(Given data):
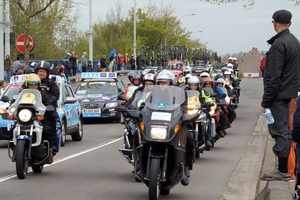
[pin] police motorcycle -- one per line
(194, 106)
(27, 147)
(130, 127)
(162, 138)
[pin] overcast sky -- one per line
(227, 28)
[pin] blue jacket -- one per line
(296, 123)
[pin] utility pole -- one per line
(8, 24)
(1, 42)
(134, 33)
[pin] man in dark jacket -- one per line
(48, 86)
(281, 80)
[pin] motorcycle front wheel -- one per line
(154, 179)
(21, 156)
(37, 168)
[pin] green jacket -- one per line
(7, 64)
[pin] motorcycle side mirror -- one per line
(5, 99)
(223, 95)
(120, 91)
(213, 94)
(50, 108)
(189, 118)
(121, 97)
(135, 114)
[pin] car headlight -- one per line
(112, 104)
(25, 115)
(158, 132)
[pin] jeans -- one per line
(7, 75)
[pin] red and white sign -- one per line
(20, 43)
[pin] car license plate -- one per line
(10, 126)
(92, 110)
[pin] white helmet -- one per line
(188, 76)
(193, 80)
(220, 80)
(227, 72)
(204, 74)
(229, 65)
(149, 77)
(165, 76)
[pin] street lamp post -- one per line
(90, 33)
(193, 14)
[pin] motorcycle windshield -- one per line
(193, 101)
(163, 97)
(29, 97)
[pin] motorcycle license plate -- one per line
(10, 126)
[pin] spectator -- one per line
(132, 62)
(116, 67)
(65, 70)
(126, 61)
(112, 55)
(7, 68)
(2, 86)
(262, 65)
(281, 84)
(73, 63)
(31, 68)
(55, 69)
(111, 65)
(103, 64)
(84, 62)
(16, 65)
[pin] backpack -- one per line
(55, 71)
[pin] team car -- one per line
(97, 94)
(68, 109)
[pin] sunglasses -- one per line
(33, 84)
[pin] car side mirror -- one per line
(5, 99)
(70, 100)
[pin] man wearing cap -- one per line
(281, 81)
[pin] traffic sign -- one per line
(20, 43)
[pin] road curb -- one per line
(243, 181)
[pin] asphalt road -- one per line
(94, 169)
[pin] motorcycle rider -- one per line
(194, 84)
(49, 87)
(148, 83)
(166, 78)
(33, 81)
(135, 80)
(209, 82)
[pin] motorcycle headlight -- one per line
(25, 115)
(158, 132)
(112, 104)
(191, 112)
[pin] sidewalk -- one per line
(257, 159)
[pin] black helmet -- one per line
(136, 76)
(42, 65)
(218, 76)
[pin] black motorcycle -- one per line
(162, 137)
(27, 147)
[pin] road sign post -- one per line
(20, 43)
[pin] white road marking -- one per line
(8, 177)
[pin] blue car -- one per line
(97, 94)
(68, 110)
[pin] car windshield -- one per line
(12, 91)
(96, 88)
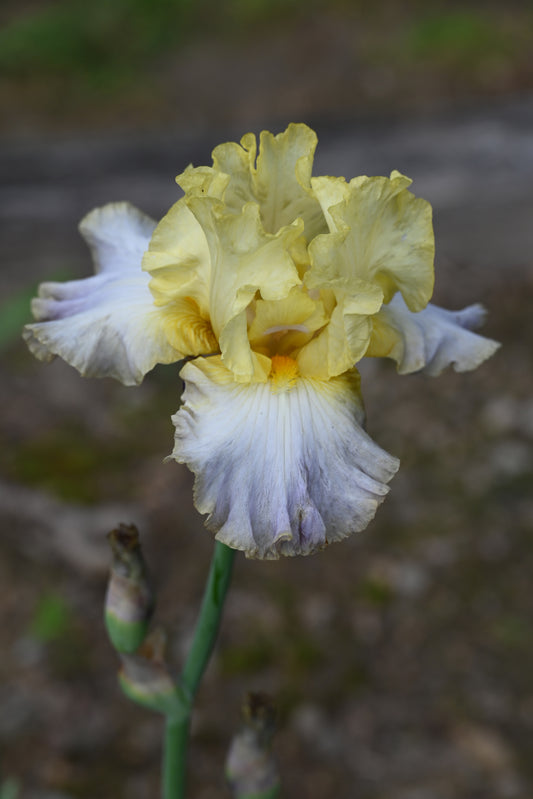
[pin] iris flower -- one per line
(267, 286)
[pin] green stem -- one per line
(205, 634)
(174, 755)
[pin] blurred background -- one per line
(400, 660)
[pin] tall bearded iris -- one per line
(273, 285)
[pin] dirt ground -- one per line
(400, 660)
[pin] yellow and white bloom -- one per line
(273, 285)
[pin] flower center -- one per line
(283, 372)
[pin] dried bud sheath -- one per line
(130, 599)
(251, 770)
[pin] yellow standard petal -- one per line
(245, 262)
(277, 176)
(384, 235)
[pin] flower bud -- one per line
(130, 600)
(146, 679)
(250, 766)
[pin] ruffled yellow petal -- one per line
(383, 233)
(186, 329)
(178, 259)
(245, 261)
(278, 179)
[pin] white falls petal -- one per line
(279, 472)
(105, 325)
(432, 339)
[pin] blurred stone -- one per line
(58, 530)
(484, 746)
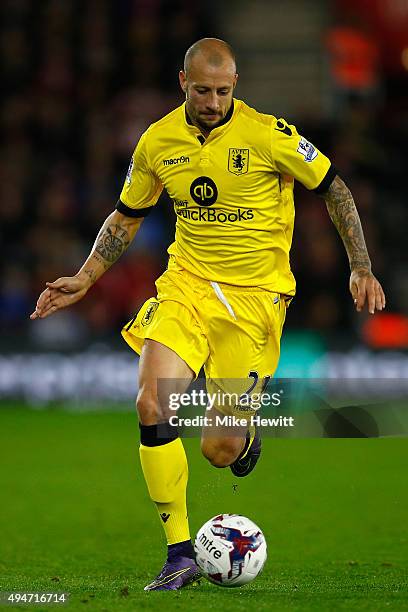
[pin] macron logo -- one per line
(184, 159)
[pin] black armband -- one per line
(133, 212)
(327, 180)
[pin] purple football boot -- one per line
(175, 575)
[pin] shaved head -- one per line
(208, 81)
(213, 51)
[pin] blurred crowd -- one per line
(81, 82)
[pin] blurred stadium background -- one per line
(82, 80)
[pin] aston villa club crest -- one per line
(148, 315)
(238, 161)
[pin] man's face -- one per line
(209, 92)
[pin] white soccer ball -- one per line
(230, 550)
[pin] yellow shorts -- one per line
(229, 330)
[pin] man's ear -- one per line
(183, 80)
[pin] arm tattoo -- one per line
(343, 213)
(92, 275)
(111, 243)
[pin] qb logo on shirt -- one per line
(204, 191)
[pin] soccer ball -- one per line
(230, 550)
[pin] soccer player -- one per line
(221, 302)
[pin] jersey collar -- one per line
(227, 119)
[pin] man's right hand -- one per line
(61, 293)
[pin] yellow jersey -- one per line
(232, 192)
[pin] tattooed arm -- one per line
(113, 239)
(343, 213)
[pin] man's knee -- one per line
(220, 453)
(147, 406)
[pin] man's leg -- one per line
(163, 459)
(221, 445)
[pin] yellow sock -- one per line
(166, 473)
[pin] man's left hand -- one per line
(364, 287)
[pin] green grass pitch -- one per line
(75, 517)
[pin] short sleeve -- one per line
(294, 155)
(142, 187)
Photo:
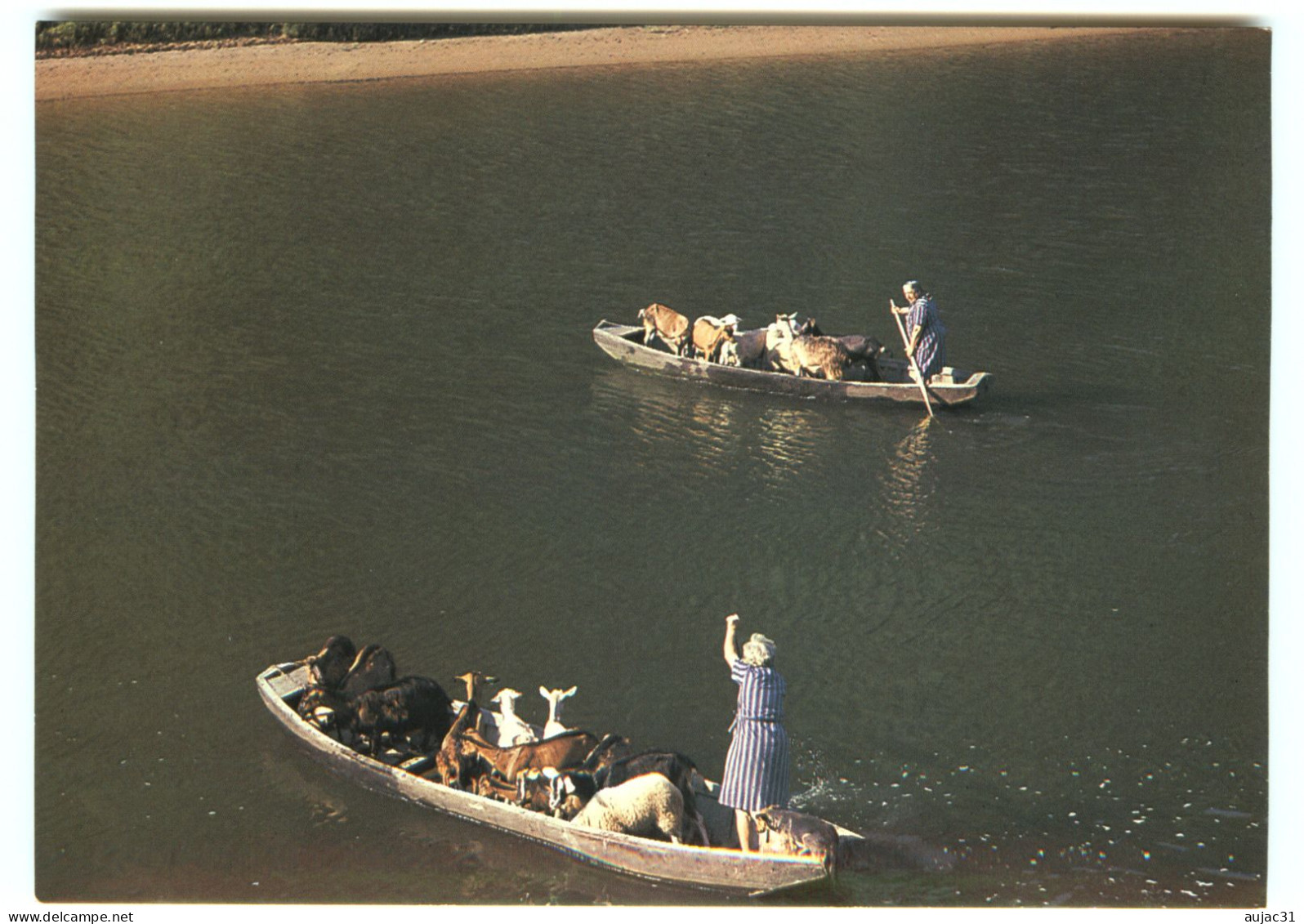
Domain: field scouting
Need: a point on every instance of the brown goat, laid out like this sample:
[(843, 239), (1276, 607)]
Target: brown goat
[(562, 751), (710, 335), (819, 354), (667, 324)]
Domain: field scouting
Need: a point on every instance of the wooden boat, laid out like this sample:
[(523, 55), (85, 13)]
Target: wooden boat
[(715, 868), (953, 387)]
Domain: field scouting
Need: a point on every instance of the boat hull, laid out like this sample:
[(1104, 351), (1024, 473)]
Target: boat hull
[(703, 867), (625, 344)]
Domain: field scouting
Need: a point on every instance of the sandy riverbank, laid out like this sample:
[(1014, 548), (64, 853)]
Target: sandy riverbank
[(310, 63)]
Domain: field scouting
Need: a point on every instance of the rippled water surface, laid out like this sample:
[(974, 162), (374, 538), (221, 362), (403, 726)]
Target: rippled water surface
[(319, 360)]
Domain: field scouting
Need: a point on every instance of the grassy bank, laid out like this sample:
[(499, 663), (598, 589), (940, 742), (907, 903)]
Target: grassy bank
[(77, 37)]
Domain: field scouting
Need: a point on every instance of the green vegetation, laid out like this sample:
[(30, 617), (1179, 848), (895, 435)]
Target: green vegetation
[(98, 37)]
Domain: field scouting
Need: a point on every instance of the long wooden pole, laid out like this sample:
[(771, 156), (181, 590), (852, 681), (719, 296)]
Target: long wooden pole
[(905, 346)]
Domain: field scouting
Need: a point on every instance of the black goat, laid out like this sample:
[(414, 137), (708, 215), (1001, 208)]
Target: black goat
[(415, 704), (372, 669), (330, 665)]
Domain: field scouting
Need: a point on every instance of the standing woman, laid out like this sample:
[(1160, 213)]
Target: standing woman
[(927, 334), (758, 766)]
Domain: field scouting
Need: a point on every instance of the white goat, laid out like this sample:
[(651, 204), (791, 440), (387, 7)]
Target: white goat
[(511, 729), (555, 709), (779, 341), (645, 806)]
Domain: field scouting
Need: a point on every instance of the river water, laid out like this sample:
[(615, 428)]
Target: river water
[(319, 360)]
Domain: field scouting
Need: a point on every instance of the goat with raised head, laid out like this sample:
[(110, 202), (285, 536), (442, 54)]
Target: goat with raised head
[(555, 709), (485, 722), (711, 335), (511, 729), (328, 666), (564, 751), (452, 766)]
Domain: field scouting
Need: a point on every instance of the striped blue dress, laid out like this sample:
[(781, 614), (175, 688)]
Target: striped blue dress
[(758, 764), (931, 350)]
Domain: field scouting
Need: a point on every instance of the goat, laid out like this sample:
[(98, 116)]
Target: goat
[(748, 350), (667, 324), (779, 341), (511, 729), (323, 708), (485, 722), (555, 711), (449, 766), (330, 665), (564, 751), (710, 337), (671, 764), (413, 704), (647, 806), (372, 669), (785, 832), (824, 355)]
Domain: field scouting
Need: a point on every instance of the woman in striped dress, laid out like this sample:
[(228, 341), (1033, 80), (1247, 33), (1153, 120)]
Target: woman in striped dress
[(925, 328), (758, 764)]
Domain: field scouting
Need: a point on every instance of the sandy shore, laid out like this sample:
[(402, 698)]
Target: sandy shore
[(310, 63)]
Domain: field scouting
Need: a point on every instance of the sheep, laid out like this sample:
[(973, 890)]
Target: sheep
[(647, 806), (511, 729), (671, 764), (555, 711)]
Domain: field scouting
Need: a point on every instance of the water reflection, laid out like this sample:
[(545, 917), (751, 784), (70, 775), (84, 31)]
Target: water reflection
[(788, 440), (904, 486)]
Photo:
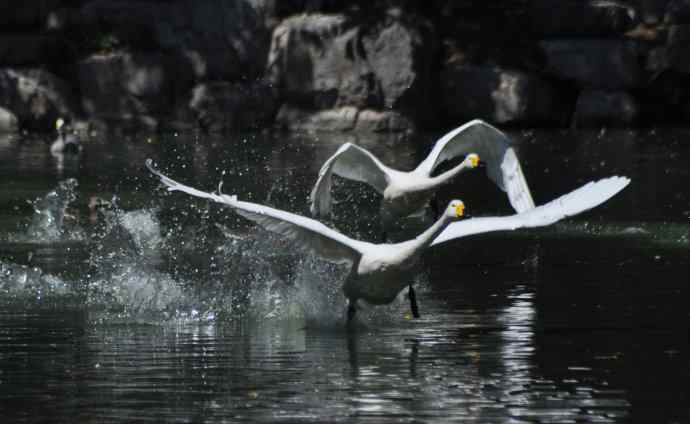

(Work instructions): Nothing but the lines from the one containing "[(973, 890)]" through the last line of the records should appear in the copy, exactly as written and without pictures.

(Answer to this problem):
[(973, 890)]
Target: sheep
[(647, 806), (511, 729), (671, 764), (555, 711)]
Domain: field scouting
Need: a point on every instance of the water reflection, laid out like this sample:
[(545, 917), (751, 784), (70, 775), (84, 31)]
Target: water reflection
[(788, 440), (904, 486)]
Photo:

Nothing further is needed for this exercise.